#### [FRAGMENTO DEL TEXTO]
.....
Aquel será un año feliz, pero la irrupción de la I Guerra Mundial obligará a Uhde a abandonar Francia y regresar a su Alemania natal. Vuelve la oscuridad a la vida de Séraphine, pero no abandonará su fervor por su arte, sino todo lo contrario, trabajará con muchísimo más ardor. En esta época crea sus grandes obras maestras y con el final de la guerra retomará el contacto con Uhde, que empezará a dar a conocer el nombre de Séraphine Louis al mundo del arte.
.....
#### [TAREA ASIGNADA 1]
Indica, por favor, si cada afirmación coincide con el fragmento, con un sí o un no y las palabras exactas del fragmento que lo deciden: (a) Uhde permanece en Francia durante la I Guerra Mundial; (b) en esa época Séraphine trabaja con más ardor; (c) al terminar la guerra, Séraphine retoma el contacto con Uhde.
#### [TAREA ASIGNADA 2]
Según el fragmento, ¿qué crea Séraphine en esta época?
Usa únicamente el fragmento para responder.

#### [MATERIAL DE ORIGEN]
.....
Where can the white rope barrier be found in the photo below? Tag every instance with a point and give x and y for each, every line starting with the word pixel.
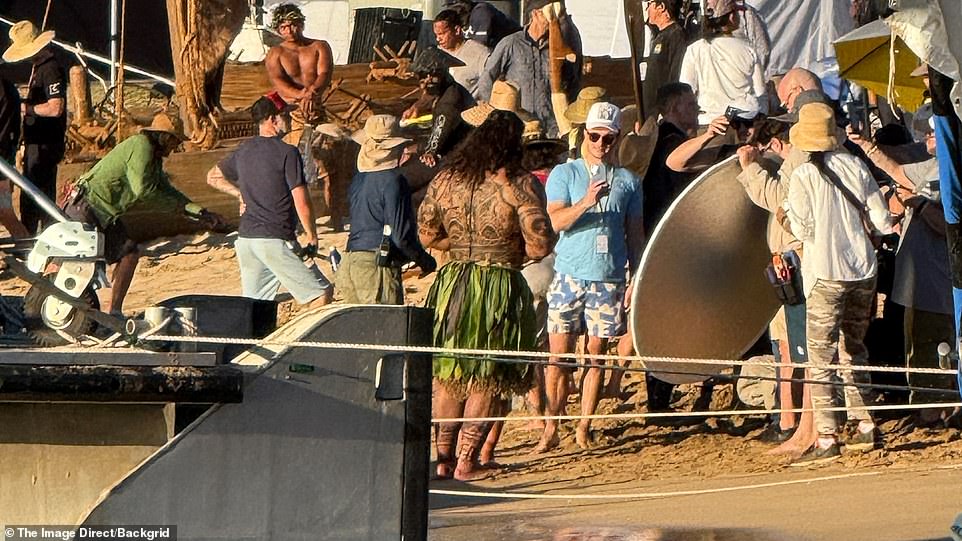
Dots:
pixel 493 354
pixel 670 494
pixel 670 414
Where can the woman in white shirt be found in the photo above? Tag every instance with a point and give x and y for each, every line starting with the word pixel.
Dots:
pixel 835 219
pixel 721 68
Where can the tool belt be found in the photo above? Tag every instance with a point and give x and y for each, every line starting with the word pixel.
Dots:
pixel 785 275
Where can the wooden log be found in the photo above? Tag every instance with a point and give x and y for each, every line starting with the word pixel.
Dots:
pixel 105 383
pixel 79 92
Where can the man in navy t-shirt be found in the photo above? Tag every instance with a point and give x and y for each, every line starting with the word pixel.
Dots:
pixel 267 176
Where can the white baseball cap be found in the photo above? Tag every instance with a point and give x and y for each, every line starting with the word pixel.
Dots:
pixel 604 115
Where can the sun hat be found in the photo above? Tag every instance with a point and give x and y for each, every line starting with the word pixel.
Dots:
pixel 532 5
pixel 533 138
pixel 815 129
pixel 504 97
pixel 715 9
pixel 27 41
pixel 268 105
pixel 577 112
pixel 381 144
pixel 164 122
pixel 604 115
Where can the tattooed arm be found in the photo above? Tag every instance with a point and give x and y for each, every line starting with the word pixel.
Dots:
pixel 430 224
pixel 536 230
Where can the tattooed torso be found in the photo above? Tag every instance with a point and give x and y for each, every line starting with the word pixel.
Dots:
pixel 501 221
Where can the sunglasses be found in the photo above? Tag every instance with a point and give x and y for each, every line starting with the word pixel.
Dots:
pixel 606 140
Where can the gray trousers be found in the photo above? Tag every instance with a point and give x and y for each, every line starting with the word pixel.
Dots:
pixel 838 315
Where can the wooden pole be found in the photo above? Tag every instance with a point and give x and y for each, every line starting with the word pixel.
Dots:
pixel 80 96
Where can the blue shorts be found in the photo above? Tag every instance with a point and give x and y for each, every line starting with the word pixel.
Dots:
pixel 575 305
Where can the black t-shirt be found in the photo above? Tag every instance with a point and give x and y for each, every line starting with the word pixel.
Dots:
pixel 266 169
pixel 49 81
pixel 9 120
pixel 488 25
pixel 448 129
pixel 663 64
pixel 662 185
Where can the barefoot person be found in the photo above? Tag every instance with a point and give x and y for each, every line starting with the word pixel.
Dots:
pixel 300 70
pixel 490 216
pixel 266 175
pixel 597 209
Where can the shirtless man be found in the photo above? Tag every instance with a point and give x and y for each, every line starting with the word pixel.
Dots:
pixel 299 68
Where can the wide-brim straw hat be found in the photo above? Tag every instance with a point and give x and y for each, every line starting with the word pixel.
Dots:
pixel 381 144
pixel 504 97
pixel 577 112
pixel 167 123
pixel 815 130
pixel 27 41
pixel 533 138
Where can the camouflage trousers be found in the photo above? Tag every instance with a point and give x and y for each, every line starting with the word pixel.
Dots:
pixel 838 315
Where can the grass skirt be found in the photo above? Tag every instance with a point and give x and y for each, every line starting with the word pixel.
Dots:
pixel 482 307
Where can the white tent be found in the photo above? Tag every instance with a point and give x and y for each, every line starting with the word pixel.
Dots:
pixel 330 20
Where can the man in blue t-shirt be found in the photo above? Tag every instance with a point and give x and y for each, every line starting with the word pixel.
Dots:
pixel 267 176
pixel 596 208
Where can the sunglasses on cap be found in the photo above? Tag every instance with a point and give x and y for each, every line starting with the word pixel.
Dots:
pixel 607 139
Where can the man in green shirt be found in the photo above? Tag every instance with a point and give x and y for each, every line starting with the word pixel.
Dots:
pixel 130 173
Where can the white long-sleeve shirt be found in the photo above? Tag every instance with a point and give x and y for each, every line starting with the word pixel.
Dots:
pixel 724 71
pixel 835 242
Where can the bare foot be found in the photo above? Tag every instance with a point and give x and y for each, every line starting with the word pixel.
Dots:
pixel 547 443
pixel 584 438
pixel 796 445
pixel 535 424
pixel 443 471
pixel 467 471
pixel 609 392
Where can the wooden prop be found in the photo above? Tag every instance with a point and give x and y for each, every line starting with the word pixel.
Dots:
pixel 558 53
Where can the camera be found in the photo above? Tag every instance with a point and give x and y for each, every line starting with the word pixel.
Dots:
pixel 605 190
pixel 731 114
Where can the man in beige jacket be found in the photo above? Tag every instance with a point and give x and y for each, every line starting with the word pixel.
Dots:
pixel 769 192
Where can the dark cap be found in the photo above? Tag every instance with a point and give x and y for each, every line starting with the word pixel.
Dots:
pixel 269 105
pixel 803 98
pixel 434 60
pixel 532 5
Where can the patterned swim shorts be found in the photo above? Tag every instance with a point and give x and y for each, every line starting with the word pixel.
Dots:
pixel 574 305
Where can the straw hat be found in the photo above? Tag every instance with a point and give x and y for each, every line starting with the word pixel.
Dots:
pixel 577 112
pixel 504 97
pixel 533 138
pixel 27 41
pixel 166 123
pixel 815 130
pixel 381 144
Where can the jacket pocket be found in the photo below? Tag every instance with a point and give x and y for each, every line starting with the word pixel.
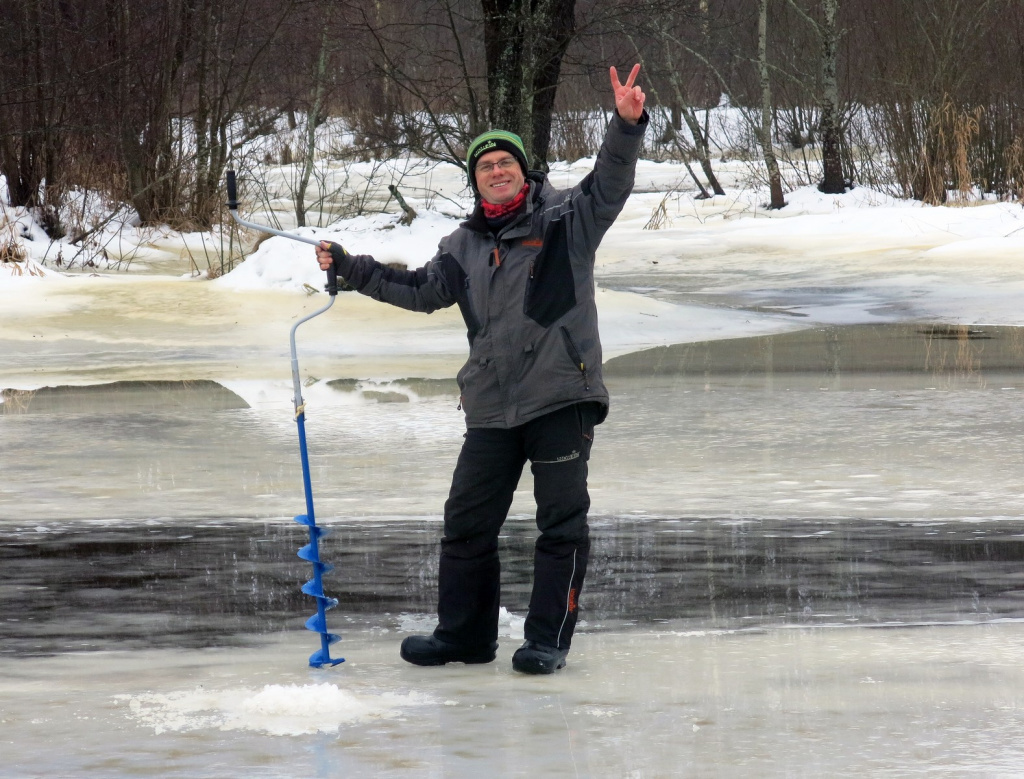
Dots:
pixel 576 355
pixel 551 287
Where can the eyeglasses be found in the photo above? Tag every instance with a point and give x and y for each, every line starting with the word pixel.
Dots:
pixel 507 164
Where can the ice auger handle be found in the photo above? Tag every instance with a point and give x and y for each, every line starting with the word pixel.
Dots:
pixel 332 279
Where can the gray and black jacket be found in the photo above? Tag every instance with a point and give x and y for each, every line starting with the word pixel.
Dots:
pixel 526 295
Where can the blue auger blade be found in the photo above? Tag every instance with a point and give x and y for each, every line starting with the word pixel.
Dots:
pixel 317 623
pixel 314 589
pixel 311 556
pixel 321 657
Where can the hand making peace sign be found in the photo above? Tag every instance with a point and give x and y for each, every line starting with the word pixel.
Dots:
pixel 629 99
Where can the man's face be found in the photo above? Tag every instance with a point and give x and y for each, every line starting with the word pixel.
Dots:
pixel 499 177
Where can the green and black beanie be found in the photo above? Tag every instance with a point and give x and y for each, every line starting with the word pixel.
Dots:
pixel 495 140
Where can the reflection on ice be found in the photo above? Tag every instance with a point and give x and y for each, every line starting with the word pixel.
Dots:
pixel 937 701
pixel 807 555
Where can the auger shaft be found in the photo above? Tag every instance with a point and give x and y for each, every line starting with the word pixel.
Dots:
pixel 310 552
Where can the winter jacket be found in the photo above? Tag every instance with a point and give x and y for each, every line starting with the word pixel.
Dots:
pixel 526 295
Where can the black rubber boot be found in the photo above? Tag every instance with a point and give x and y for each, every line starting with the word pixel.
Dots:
pixel 429 650
pixel 539 658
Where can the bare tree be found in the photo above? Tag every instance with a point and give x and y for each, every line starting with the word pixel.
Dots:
pixel 764 130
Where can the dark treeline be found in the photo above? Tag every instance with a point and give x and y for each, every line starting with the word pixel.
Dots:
pixel 147 101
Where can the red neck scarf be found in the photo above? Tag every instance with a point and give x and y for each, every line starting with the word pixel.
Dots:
pixel 500 211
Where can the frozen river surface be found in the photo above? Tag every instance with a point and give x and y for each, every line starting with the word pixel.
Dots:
pixel 807 562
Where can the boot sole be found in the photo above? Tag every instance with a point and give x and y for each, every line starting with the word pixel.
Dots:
.....
#### [RESPUESTA 1]
(a) No: "obligará a Uhde a abandonar Francia y regresar a su Alemania natal".
(b) Sí: "trabajará con muchísimo más ardor".
(c) Sí: "con el final de la guerra retomará el contacto con Uhde".

#### [RESPUESTA 2]
Sus grandes obras maestras.